**Exercise brief:** Reproduce the records verbatim, starting with the line that contains "of the wooden" and continuing through the line that contains "column 561, row 531", both included.

**Record excerpts:**
※

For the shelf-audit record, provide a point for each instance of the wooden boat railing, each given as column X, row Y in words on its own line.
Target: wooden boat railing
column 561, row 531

※

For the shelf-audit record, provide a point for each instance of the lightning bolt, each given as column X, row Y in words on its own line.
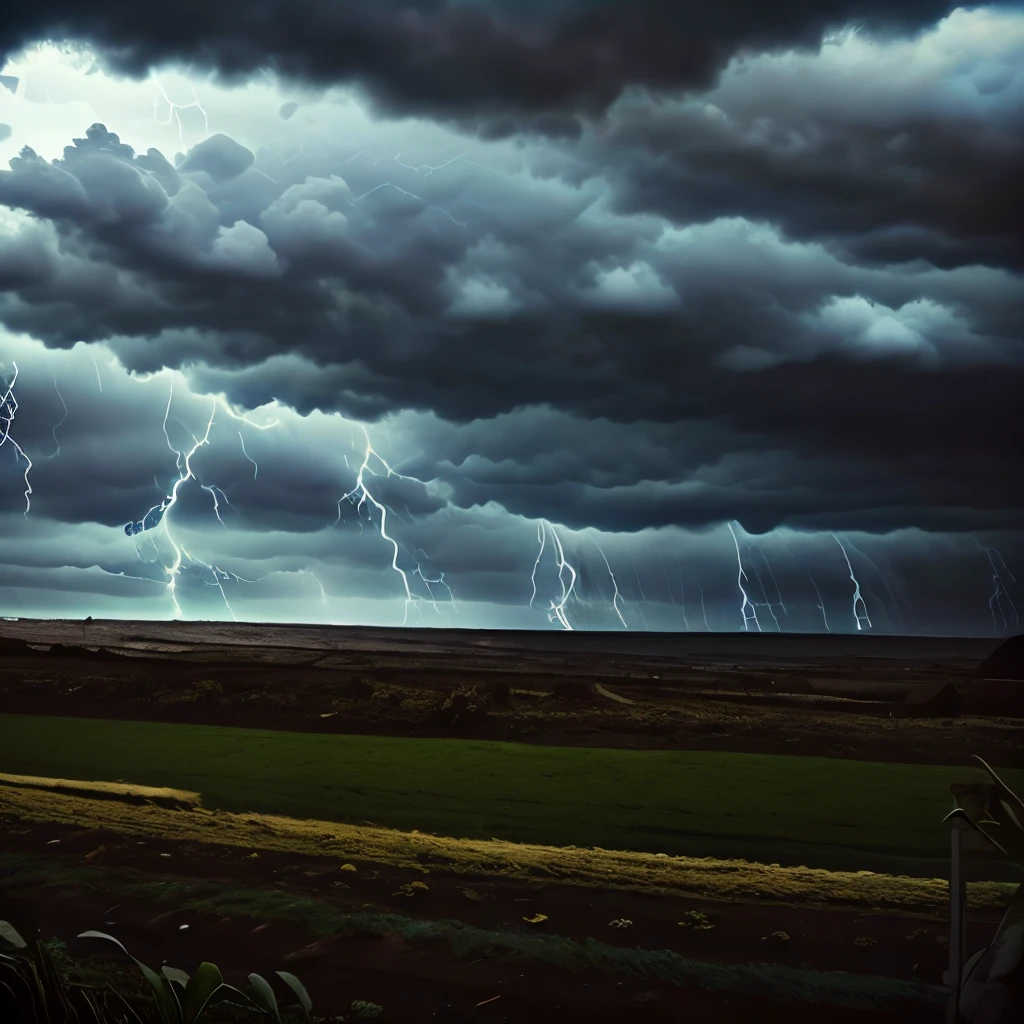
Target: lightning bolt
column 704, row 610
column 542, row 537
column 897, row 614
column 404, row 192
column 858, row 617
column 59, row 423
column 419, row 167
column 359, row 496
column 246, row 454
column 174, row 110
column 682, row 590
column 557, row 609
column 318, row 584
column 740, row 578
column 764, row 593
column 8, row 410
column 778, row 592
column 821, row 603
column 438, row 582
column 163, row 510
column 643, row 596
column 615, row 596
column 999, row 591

※

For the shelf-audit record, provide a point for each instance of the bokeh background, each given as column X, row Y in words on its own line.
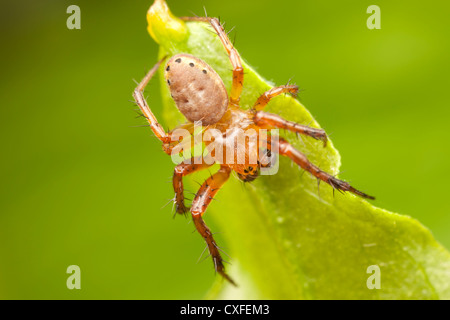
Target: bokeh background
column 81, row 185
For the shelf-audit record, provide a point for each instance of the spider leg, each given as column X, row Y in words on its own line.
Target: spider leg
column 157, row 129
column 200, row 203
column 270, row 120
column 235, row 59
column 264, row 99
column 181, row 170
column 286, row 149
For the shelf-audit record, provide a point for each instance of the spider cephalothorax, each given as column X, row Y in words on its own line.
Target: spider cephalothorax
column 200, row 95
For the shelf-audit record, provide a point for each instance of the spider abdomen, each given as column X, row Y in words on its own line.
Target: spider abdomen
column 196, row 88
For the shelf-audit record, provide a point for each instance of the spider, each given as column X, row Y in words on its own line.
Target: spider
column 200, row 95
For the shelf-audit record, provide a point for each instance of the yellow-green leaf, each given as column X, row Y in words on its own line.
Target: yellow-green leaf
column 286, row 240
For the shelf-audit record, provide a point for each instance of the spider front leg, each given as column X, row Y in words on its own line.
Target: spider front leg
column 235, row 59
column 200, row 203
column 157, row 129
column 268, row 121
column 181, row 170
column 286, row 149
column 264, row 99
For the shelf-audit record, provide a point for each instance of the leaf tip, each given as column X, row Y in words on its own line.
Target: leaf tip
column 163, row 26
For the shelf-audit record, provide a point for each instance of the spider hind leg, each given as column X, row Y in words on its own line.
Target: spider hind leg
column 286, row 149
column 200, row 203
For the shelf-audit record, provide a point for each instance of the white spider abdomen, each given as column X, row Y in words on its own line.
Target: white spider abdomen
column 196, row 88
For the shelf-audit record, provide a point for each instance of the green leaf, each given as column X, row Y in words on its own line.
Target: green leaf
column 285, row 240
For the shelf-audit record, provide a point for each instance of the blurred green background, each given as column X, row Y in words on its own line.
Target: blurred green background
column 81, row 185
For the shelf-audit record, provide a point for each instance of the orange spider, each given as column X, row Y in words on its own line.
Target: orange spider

※

**Solution for this exercise:**
For the shelf-audit record, provide a point for each instance of the wooden boat railing, each given as column X, row Y in words on its own line.
Target: wooden boat railing
column 561, row 531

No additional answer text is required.